— FRAGMENTO PARA LEER —
————

16) - The Stand de Stephen King(1978): es el libro de "aunque usted no lo crea ahora es que lo vengo a leer" más de mil páginas en su segunda versión son un verdadero compromiso lector, una vez dentro del Apocalipsis según King, es difícil soltar el denso libraco. King, como diría mi hija Isabel, se ha vuelto la vieja confiable, un escritor prolífico al que siempre regresamos, este año también leí su recién publicada novela The Outsider (2018), sobre un pilar de la comunidad acusado de asesinar tras torturar y sodomizar a un niño de trece años, novela que casi es buena pero el martirio del pequeño es narrado una y otra vez, un sadismo excesivo hasta para los usuales estándares mata niños de la narrativa de King.

————

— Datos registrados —
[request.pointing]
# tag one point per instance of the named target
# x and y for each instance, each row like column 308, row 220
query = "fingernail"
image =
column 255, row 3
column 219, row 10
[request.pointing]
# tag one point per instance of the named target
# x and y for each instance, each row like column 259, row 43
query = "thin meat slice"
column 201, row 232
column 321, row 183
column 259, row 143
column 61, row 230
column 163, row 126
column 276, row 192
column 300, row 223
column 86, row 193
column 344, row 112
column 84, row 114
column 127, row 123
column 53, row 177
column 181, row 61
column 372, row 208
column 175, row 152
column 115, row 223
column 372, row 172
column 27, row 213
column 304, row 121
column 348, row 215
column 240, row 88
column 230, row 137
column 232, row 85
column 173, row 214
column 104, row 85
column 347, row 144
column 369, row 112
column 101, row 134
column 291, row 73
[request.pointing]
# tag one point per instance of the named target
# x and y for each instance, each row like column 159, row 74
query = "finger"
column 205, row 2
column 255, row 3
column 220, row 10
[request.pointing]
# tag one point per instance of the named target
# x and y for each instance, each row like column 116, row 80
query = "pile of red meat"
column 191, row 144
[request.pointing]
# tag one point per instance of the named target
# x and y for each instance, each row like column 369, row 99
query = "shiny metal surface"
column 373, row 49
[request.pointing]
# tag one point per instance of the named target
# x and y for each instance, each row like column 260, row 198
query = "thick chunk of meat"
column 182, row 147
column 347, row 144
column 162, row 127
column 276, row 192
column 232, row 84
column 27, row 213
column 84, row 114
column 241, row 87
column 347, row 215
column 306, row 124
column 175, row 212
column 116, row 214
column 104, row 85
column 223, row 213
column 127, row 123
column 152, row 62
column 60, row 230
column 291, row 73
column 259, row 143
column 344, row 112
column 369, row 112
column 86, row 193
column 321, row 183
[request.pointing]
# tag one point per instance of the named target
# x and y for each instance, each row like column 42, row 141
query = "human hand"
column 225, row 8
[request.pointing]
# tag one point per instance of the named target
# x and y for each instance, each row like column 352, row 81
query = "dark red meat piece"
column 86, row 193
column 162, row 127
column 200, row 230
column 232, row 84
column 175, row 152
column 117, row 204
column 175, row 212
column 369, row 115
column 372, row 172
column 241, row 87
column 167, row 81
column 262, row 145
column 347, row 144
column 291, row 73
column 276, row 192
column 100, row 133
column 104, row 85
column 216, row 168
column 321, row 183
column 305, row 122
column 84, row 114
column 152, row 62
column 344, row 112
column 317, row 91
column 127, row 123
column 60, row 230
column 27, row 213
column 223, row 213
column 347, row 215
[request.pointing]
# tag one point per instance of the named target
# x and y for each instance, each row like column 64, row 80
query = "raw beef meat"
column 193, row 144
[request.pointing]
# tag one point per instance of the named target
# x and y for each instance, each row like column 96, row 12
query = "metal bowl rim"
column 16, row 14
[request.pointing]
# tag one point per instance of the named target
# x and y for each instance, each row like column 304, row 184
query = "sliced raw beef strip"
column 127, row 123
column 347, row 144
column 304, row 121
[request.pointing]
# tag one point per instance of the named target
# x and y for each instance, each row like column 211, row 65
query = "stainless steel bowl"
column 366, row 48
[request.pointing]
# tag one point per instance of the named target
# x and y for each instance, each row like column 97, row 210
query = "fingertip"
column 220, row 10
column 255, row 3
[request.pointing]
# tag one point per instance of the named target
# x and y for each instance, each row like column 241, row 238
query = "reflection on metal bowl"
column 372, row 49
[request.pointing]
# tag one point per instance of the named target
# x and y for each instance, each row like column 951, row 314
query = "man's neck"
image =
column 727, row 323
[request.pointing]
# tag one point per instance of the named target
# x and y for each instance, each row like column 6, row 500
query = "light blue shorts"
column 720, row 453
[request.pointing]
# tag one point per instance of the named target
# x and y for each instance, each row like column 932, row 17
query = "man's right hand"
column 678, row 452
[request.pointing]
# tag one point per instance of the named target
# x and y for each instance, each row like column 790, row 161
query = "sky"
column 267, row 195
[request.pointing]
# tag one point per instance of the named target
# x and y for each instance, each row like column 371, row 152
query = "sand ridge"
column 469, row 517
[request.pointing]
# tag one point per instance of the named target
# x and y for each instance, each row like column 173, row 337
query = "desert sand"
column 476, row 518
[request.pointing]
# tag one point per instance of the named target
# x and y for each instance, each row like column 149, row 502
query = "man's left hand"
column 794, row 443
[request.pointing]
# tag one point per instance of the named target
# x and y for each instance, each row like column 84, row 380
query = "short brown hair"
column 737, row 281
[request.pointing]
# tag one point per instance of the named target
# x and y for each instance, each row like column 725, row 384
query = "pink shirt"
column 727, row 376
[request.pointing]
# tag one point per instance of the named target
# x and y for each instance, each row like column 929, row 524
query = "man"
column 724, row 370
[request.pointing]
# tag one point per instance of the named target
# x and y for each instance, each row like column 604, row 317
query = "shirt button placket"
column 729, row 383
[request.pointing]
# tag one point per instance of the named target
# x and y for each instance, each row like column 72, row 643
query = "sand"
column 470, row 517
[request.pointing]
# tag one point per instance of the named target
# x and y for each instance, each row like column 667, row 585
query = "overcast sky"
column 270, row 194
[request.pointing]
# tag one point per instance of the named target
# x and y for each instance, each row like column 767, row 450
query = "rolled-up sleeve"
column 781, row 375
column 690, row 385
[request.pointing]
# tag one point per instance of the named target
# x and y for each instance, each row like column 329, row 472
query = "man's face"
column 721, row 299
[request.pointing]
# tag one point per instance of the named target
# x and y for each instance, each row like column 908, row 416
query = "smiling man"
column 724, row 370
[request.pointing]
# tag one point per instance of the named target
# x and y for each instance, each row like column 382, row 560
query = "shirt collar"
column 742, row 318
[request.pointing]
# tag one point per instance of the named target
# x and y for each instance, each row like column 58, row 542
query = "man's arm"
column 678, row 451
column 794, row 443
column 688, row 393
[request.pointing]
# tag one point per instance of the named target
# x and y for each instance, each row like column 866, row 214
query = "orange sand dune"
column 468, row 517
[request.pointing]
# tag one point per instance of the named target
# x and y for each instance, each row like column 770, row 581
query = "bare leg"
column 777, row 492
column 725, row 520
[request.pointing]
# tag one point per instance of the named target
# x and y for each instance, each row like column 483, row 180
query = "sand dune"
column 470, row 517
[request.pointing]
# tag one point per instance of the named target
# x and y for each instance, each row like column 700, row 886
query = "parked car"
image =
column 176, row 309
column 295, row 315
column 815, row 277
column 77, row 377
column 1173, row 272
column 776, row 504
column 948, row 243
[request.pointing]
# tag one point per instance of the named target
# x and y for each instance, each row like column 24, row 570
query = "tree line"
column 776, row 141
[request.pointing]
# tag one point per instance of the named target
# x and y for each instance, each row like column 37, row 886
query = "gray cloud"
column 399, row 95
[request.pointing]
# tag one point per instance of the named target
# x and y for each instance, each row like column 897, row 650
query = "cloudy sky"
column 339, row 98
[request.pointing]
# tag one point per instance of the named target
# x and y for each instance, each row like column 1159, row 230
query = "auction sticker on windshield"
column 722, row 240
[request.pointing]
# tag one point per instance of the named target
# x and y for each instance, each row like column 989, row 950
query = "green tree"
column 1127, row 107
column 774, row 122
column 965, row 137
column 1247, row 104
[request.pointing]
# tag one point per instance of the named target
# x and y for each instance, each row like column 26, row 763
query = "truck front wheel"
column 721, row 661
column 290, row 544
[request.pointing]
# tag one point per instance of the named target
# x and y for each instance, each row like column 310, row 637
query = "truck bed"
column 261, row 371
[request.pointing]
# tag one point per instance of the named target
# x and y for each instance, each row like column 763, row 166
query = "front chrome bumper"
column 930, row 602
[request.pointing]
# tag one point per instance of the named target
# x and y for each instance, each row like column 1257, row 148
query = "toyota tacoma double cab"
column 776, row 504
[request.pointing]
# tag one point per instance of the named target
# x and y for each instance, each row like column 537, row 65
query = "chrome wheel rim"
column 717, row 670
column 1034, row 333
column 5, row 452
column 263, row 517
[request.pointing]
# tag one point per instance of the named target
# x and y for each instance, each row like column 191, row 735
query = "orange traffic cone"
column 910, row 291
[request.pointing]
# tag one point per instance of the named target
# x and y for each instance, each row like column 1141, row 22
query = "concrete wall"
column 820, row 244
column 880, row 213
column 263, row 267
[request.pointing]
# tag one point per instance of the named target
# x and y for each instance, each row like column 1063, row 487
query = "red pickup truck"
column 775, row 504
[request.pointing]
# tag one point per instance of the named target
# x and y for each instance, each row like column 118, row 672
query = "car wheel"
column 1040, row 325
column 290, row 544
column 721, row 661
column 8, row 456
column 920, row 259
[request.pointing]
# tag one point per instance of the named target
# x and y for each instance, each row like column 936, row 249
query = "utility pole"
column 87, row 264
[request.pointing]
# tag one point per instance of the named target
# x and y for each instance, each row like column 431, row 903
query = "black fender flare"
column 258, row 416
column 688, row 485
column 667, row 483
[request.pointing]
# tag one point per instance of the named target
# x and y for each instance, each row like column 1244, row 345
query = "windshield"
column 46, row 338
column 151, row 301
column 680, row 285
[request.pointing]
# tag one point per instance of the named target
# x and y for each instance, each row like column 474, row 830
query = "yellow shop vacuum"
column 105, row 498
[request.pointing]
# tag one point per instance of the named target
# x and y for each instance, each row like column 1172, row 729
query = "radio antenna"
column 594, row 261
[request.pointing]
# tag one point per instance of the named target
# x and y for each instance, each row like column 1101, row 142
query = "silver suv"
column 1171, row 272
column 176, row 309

————

— TUS TAREAS —
[A] ¿Puedes volver a escribir el fragmento sobre Stephen King entre "16) - The Stand" y "narrativa de King.", ambos incluidos, sustituyendo "libraco" por "tomo"?
[B] ¿Concuerdan estas afirmaciones con el fragmento sobre Stephen King? Contesta sí o no a cada una y cita literalmente las palabras que lo deciden. (i) La segunda versión de The Stand supera las mil páginas. (ii) The Outsider se publicó en 1978. (iii) The Outsider se presenta como una novela excelente.
[C] ¿Cómo seguiría el fragmento sobre Stephen King a partir de su última oración?

— RESPUESTAS ESCRITAS —
[A]
16) - The Stand de Stephen King(1978): es el libro de "aunque usted no lo crea ahora es que lo vengo a leer" más de mil páginas en su segunda versión son un verdadero compromiso lector, una vez dentro del Apocalipsis según King, es difícil soltar el denso tomo. King, como diría mi hija Isabel, se ha vuelto la vieja confiable, un escritor prolífico al que siempre regresamos, este año también leí su recién publicada novela The Outsider (2018), sobre un pilar de la comunidad acusado de asesinar tras torturar y sodomizar a un niño de trece años, novela que casi es buena pero el martirio del pequeño es narrado una y otra vez, un sadismo excesivo hasta para los usuales estándares mata niños de la narrativa de King.

[B]
(i) Sí: "más de mil páginas en su segunda versión".
(ii) No: "su recién publicada novela The Outsider (2018)".
(iii) No: "novela que casi es buena".

[C]
17) El amor en los tiempos del cólera de Gabriel García Márquez (1986) y Los Cuadernos del Destierro (1960) de Rafael Cadenas fueron mis relecturas del 2018. En el caso de la obra del Nobel Colombiano me gustó más esta segunda lectura que la primera vez que la leí cuando tenía poco más de veinte años, aunque no pudo evitar chocarme en la era de #metoo leer la babosa relación erótica del ya septuagenario galán con una niña de quince años. En el caso del pequeño gran libro de Cadenas, es la enésima vez que leo el canto de quien naciera en un pueblo de grandes comedores de serpientes, y me sigue gustando igual.

18) Ordesa (2018) de Manuel Vilas: para muchos entendidos en España  "el libro del año", algunos de mis panas venezolanos les pareció sobrevalorado, a mi me gustó esta especie de biografía novelada que al igual que La Muerte del Padre de Kausgard, trata sobre llegar a la mediana edad sin mucho que mostrar y enfrentarse con el final del camino de nuestros padres, y la búsqueda de establecer empatía con los hijos.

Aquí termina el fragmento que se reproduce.